> **Records shown**
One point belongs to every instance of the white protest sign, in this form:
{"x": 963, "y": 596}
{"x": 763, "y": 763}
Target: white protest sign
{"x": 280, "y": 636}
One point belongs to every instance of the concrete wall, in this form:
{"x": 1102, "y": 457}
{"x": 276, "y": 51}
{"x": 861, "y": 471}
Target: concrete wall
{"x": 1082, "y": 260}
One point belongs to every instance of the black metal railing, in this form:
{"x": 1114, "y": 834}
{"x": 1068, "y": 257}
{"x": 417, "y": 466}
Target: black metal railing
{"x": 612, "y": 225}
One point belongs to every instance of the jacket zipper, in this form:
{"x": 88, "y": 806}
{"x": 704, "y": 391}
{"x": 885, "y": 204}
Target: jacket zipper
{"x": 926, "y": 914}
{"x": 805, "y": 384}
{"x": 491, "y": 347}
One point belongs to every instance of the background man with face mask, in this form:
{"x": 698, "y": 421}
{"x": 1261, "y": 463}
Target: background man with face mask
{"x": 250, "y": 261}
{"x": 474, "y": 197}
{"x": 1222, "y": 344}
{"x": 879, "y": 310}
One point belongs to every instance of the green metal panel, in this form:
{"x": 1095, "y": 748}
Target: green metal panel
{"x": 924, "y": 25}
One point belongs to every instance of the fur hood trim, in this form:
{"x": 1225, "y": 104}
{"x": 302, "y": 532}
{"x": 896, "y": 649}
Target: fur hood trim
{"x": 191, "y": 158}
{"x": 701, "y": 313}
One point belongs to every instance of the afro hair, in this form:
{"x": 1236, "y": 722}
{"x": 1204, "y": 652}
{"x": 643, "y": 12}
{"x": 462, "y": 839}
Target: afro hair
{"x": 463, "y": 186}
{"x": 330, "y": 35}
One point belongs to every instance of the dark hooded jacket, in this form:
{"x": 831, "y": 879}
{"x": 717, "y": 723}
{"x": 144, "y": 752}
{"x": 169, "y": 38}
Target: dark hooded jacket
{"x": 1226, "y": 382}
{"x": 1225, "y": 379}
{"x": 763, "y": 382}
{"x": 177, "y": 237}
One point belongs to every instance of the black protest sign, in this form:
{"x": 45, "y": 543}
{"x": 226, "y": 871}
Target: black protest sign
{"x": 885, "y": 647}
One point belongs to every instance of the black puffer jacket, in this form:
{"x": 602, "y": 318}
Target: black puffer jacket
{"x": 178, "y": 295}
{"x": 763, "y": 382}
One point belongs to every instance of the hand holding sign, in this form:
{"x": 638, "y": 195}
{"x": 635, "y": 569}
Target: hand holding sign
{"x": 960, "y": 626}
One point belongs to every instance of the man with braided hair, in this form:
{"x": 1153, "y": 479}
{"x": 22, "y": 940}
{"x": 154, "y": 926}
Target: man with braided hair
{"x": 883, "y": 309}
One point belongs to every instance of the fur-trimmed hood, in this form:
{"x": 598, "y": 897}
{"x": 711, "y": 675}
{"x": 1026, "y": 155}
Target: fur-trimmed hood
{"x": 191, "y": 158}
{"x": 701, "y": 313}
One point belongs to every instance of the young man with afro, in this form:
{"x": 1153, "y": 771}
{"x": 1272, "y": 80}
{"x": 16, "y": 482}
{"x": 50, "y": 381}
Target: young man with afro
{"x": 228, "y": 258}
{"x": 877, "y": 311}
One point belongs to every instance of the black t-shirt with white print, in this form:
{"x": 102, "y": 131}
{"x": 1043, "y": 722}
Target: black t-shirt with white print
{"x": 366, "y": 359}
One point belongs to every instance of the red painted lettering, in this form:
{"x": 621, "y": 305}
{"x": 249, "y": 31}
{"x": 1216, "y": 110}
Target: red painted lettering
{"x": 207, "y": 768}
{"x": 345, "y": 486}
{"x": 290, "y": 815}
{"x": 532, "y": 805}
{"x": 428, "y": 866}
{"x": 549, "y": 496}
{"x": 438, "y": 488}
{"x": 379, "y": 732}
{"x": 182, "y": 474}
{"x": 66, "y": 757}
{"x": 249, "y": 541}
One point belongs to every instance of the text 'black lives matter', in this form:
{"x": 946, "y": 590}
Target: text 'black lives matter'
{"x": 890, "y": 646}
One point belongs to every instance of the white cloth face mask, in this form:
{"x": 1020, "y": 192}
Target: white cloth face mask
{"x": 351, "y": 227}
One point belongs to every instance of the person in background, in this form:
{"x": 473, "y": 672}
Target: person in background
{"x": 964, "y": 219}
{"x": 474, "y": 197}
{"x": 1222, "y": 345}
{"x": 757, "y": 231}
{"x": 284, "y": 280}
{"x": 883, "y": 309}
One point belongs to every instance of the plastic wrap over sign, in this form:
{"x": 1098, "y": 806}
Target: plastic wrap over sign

> **Task brief**
Every line of the data above should be copied exactly.

> **Written response**
One point belongs to every instance of the white protest sign, in this form:
{"x": 963, "y": 596}
{"x": 763, "y": 763}
Target: white protest sign
{"x": 280, "y": 636}
One point belongs to every instance of the concrete wall, in this form:
{"x": 1102, "y": 457}
{"x": 276, "y": 51}
{"x": 861, "y": 471}
Target: concrete wall
{"x": 1082, "y": 260}
One point belongs to every instance of the black metal railing, in this form:
{"x": 1114, "y": 834}
{"x": 1068, "y": 257}
{"x": 417, "y": 466}
Target: black metal railing
{"x": 612, "y": 225}
One point belongs to every instance of the jacket zipper, in this form:
{"x": 88, "y": 806}
{"x": 704, "y": 391}
{"x": 885, "y": 204}
Target: jacket zipper
{"x": 926, "y": 914}
{"x": 805, "y": 384}
{"x": 491, "y": 347}
One point belongs to every instance of the background man with face mask, in this form:
{"x": 698, "y": 421}
{"x": 1261, "y": 463}
Target: background man with face mask
{"x": 250, "y": 261}
{"x": 474, "y": 197}
{"x": 1222, "y": 344}
{"x": 879, "y": 310}
One point belongs to every instance of the green metal panel, in this form:
{"x": 1095, "y": 748}
Target: green metal panel
{"x": 924, "y": 25}
One point belongs to every instance of the fur hood trim, in this form:
{"x": 1225, "y": 104}
{"x": 302, "y": 532}
{"x": 896, "y": 649}
Target: fur hood trim
{"x": 191, "y": 158}
{"x": 701, "y": 313}
One point belongs to every instance of the afro hair, in this form:
{"x": 1236, "y": 722}
{"x": 1204, "y": 652}
{"x": 643, "y": 12}
{"x": 462, "y": 839}
Target: afro hair
{"x": 463, "y": 186}
{"x": 330, "y": 35}
One point belongs to every instance of the dark hooded jacket, in this form:
{"x": 831, "y": 879}
{"x": 717, "y": 723}
{"x": 144, "y": 752}
{"x": 169, "y": 38}
Target: dark hooded jacket
{"x": 1226, "y": 382}
{"x": 1225, "y": 379}
{"x": 763, "y": 382}
{"x": 177, "y": 237}
One point belongs to every instance of the black protest sign, in this form:
{"x": 45, "y": 543}
{"x": 226, "y": 871}
Target: black protest sign
{"x": 885, "y": 647}
One point belongs to every instance of the black puffer jacket, in this form:
{"x": 602, "y": 318}
Target: black puffer jacket
{"x": 178, "y": 295}
{"x": 763, "y": 382}
One point belongs to every instance of the hand holding sign, in this form:
{"x": 638, "y": 195}
{"x": 635, "y": 569}
Target: hand holding sign
{"x": 960, "y": 626}
One point belongs to every instance of the man with braided hair, in this form:
{"x": 1153, "y": 479}
{"x": 22, "y": 940}
{"x": 154, "y": 926}
Target: man with braided hair
{"x": 883, "y": 309}
One point belongs to every instance of the fur-trimmed hood, in this form:
{"x": 598, "y": 897}
{"x": 711, "y": 675}
{"x": 1026, "y": 155}
Target: fur-trimmed hood
{"x": 191, "y": 158}
{"x": 701, "y": 313}
One point belongs to every instance of the young man with afro, in this form:
{"x": 1153, "y": 771}
{"x": 1272, "y": 80}
{"x": 16, "y": 482}
{"x": 50, "y": 381}
Target: young man with afro
{"x": 228, "y": 258}
{"x": 877, "y": 311}
One point belongs to every instance of the black t-shirt with white print, in this form:
{"x": 102, "y": 131}
{"x": 1043, "y": 722}
Target: black t-shirt with white print
{"x": 366, "y": 359}
One point belongs to every instance of the red painted lettering, in this form:
{"x": 621, "y": 305}
{"x": 249, "y": 31}
{"x": 1216, "y": 110}
Target: red painted lettering
{"x": 207, "y": 768}
{"x": 345, "y": 486}
{"x": 290, "y": 815}
{"x": 532, "y": 805}
{"x": 428, "y": 866}
{"x": 549, "y": 496}
{"x": 438, "y": 488}
{"x": 379, "y": 732}
{"x": 182, "y": 474}
{"x": 66, "y": 757}
{"x": 249, "y": 541}
One point belongs to every instance of the text 'black lives matter', in this form:
{"x": 946, "y": 590}
Target: text 'black lives matter'
{"x": 890, "y": 646}
One point belongs to every instance of the white cloth face mask, in this form:
{"x": 1020, "y": 192}
Target: white cloth face mask
{"x": 351, "y": 227}
One point belongs to every instance of the person in background, in this form:
{"x": 473, "y": 672}
Target: person in background
{"x": 964, "y": 219}
{"x": 474, "y": 197}
{"x": 1222, "y": 345}
{"x": 757, "y": 231}
{"x": 284, "y": 280}
{"x": 883, "y": 309}
One point belongs to every instance of the plastic wrap over sign, in this form:
{"x": 1098, "y": 806}
Target: plastic wrap over sign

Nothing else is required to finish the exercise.